Data extract START

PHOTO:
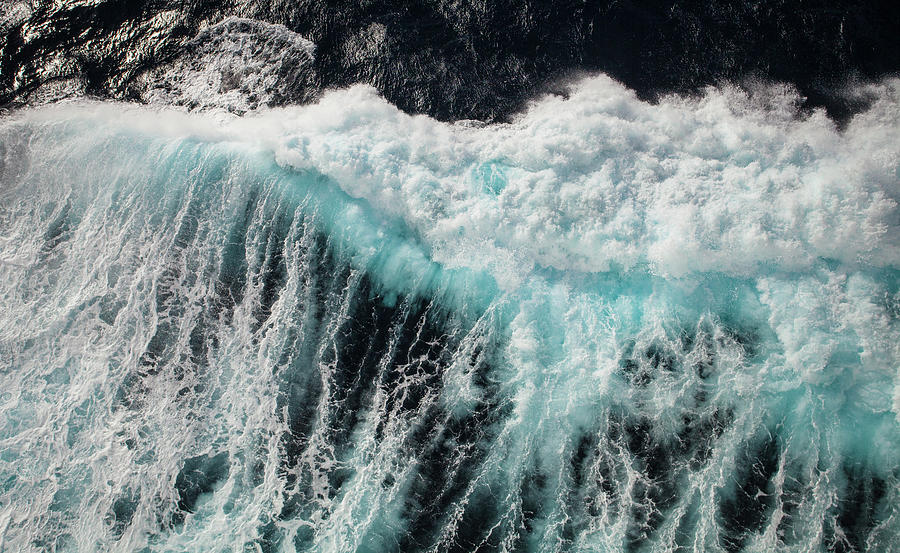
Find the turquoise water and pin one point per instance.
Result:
(607, 326)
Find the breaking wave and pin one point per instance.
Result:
(606, 326)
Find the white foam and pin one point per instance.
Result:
(602, 180)
(236, 65)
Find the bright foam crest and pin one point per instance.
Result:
(606, 326)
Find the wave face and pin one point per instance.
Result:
(606, 326)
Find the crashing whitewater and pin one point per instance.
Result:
(607, 326)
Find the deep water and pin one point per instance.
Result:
(605, 326)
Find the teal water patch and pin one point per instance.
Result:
(490, 177)
(208, 348)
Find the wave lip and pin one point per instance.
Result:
(607, 325)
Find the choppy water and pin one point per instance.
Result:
(608, 326)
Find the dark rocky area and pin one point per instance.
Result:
(465, 59)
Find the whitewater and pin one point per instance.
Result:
(607, 325)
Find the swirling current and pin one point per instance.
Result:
(607, 325)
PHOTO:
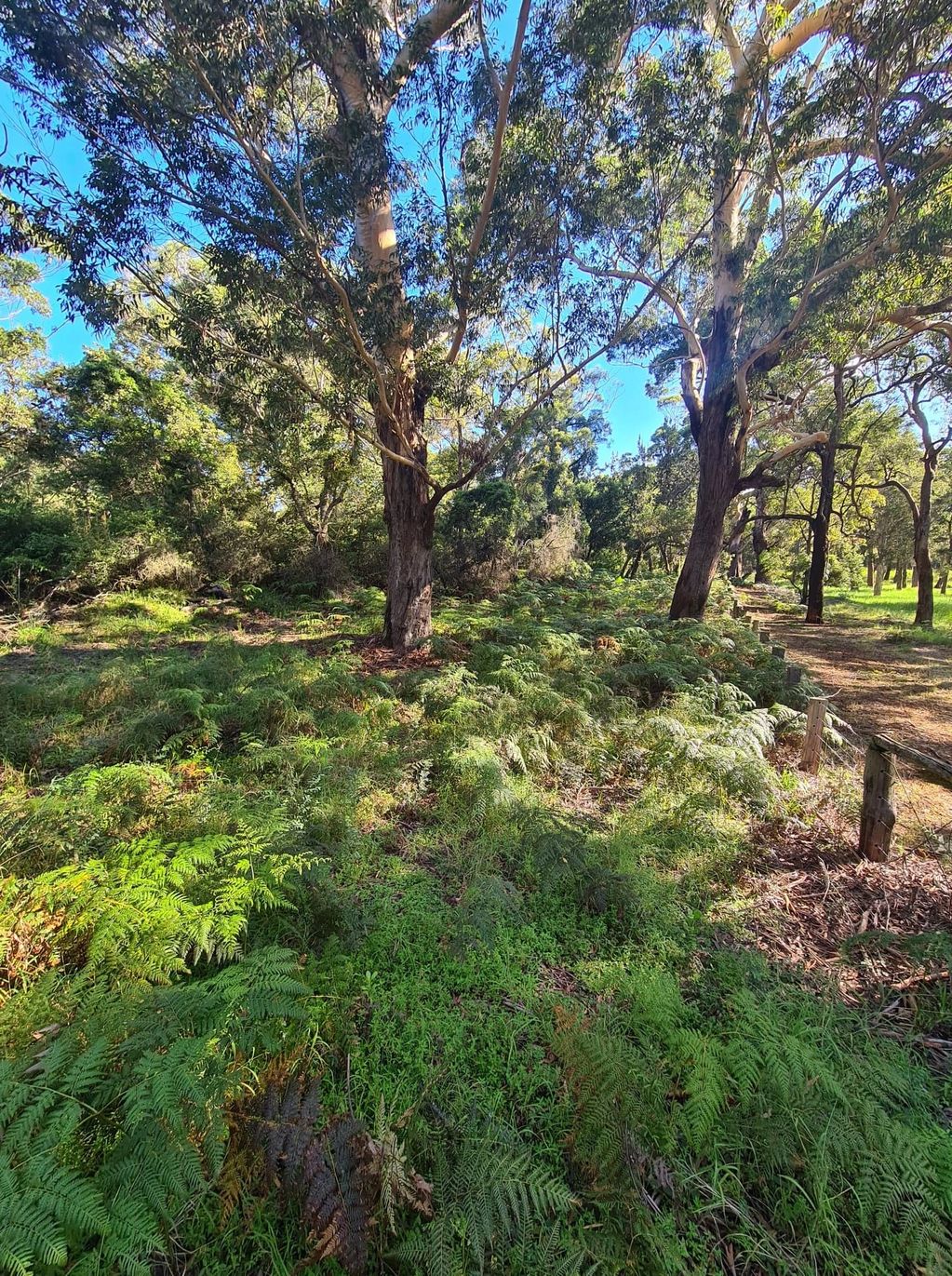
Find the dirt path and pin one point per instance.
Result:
(878, 688)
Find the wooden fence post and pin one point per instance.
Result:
(878, 815)
(813, 739)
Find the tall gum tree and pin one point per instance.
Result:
(757, 160)
(344, 162)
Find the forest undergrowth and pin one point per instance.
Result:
(434, 966)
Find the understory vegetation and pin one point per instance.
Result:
(422, 965)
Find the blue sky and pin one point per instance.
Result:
(632, 413)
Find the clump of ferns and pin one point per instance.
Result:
(147, 910)
(113, 1117)
(347, 1183)
(712, 732)
(769, 1113)
(491, 1204)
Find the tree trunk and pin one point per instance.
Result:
(717, 477)
(735, 545)
(825, 509)
(759, 539)
(409, 513)
(920, 546)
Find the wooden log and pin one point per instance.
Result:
(934, 766)
(813, 739)
(878, 814)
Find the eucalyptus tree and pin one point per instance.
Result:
(756, 161)
(925, 392)
(363, 168)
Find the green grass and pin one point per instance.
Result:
(477, 898)
(891, 614)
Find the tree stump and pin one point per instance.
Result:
(813, 739)
(878, 815)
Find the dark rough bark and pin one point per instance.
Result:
(735, 545)
(759, 539)
(820, 551)
(409, 512)
(925, 602)
(718, 470)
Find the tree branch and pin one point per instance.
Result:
(491, 182)
(433, 26)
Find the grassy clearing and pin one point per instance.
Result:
(890, 615)
(433, 947)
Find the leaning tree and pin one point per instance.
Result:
(757, 160)
(371, 174)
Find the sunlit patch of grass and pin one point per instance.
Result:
(129, 616)
(37, 635)
(891, 614)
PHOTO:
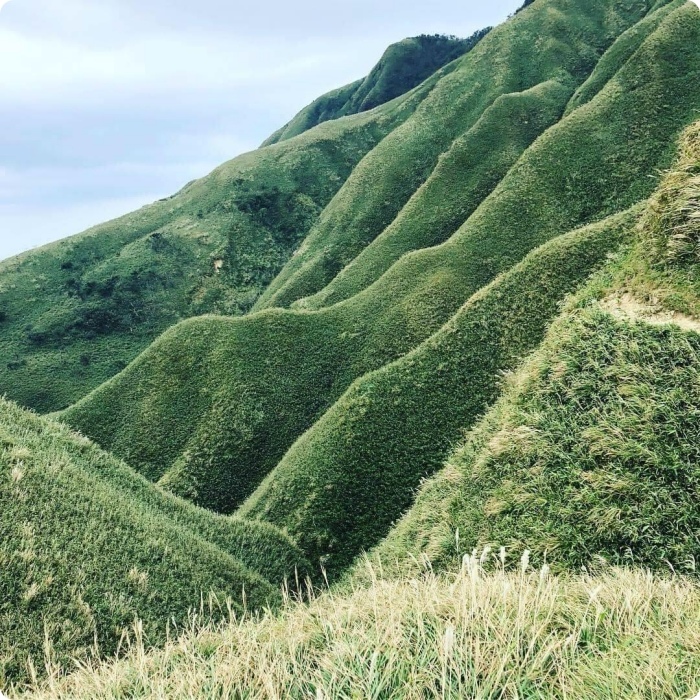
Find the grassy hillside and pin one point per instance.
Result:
(619, 635)
(87, 547)
(343, 484)
(74, 313)
(164, 414)
(553, 40)
(404, 66)
(592, 451)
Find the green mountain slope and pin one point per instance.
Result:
(554, 40)
(404, 66)
(592, 450)
(343, 484)
(76, 312)
(213, 406)
(87, 547)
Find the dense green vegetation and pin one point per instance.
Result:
(592, 452)
(78, 311)
(557, 40)
(343, 484)
(164, 414)
(622, 634)
(87, 546)
(483, 332)
(404, 66)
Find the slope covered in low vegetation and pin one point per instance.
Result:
(344, 482)
(164, 414)
(592, 452)
(498, 365)
(618, 635)
(87, 546)
(76, 312)
(404, 66)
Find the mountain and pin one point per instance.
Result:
(477, 325)
(591, 451)
(87, 547)
(78, 311)
(404, 66)
(164, 414)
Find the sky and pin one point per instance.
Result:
(107, 105)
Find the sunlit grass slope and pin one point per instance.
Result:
(623, 634)
(404, 66)
(87, 546)
(214, 405)
(74, 313)
(551, 40)
(592, 452)
(343, 484)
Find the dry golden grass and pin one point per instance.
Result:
(523, 634)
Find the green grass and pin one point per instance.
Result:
(87, 546)
(555, 40)
(342, 485)
(465, 175)
(75, 313)
(591, 453)
(441, 390)
(622, 634)
(404, 66)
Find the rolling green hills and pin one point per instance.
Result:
(78, 311)
(404, 66)
(164, 414)
(464, 319)
(592, 451)
(87, 547)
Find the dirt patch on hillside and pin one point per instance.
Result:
(628, 307)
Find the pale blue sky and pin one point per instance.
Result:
(106, 105)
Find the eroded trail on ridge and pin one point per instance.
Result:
(627, 307)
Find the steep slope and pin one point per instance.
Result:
(341, 486)
(213, 406)
(74, 313)
(592, 452)
(404, 66)
(553, 40)
(87, 547)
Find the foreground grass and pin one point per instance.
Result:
(622, 634)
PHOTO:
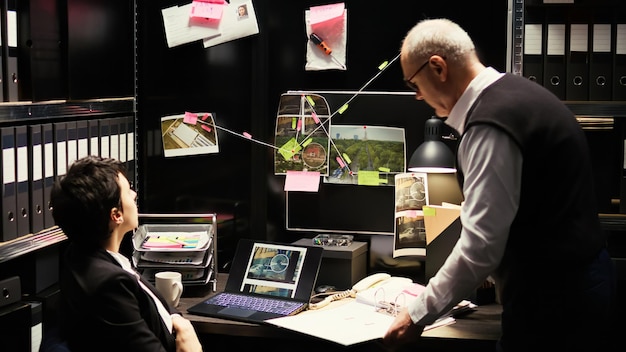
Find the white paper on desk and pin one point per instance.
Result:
(346, 324)
(178, 29)
(232, 26)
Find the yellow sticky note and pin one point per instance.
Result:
(368, 178)
(429, 211)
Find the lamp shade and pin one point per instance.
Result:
(432, 156)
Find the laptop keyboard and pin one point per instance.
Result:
(255, 303)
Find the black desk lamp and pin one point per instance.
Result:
(432, 156)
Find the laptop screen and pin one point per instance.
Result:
(274, 269)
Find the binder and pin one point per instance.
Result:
(12, 69)
(94, 137)
(130, 149)
(114, 138)
(82, 138)
(72, 142)
(36, 158)
(577, 67)
(22, 174)
(619, 58)
(60, 149)
(554, 59)
(105, 138)
(49, 165)
(601, 58)
(532, 58)
(9, 188)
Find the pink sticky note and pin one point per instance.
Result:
(324, 13)
(315, 118)
(209, 11)
(304, 181)
(190, 118)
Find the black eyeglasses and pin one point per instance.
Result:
(412, 85)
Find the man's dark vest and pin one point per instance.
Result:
(557, 223)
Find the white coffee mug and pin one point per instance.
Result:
(170, 285)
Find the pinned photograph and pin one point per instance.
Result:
(189, 134)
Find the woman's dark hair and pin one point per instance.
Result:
(82, 199)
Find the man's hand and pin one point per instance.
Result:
(402, 331)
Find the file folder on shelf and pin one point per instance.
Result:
(105, 138)
(554, 59)
(36, 157)
(82, 138)
(9, 221)
(49, 166)
(22, 173)
(130, 147)
(60, 149)
(94, 137)
(601, 58)
(72, 142)
(532, 59)
(577, 67)
(619, 67)
(114, 138)
(12, 38)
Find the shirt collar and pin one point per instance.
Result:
(456, 118)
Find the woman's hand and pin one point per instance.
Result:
(186, 337)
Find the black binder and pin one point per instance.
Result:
(577, 76)
(9, 187)
(22, 173)
(49, 165)
(601, 57)
(36, 157)
(532, 59)
(554, 64)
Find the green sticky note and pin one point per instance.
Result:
(429, 211)
(289, 149)
(368, 178)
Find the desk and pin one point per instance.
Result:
(477, 331)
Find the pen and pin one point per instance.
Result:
(175, 240)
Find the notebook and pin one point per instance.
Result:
(282, 274)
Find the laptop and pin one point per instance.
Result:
(279, 276)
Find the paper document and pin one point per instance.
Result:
(347, 324)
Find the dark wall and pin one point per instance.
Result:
(241, 82)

Data extract END

Go through the data and copy every line that includes "green".

Find the green grass and pin one point per instance.
Find the green mountain slope and pin one point per instance.
Find the dense green vegetation and pin one point per instance.
Find the green grass and pin one point per instance.
Find the rolling green hills and pin one point per instance.
Find the green sticky note and pin one point per instance.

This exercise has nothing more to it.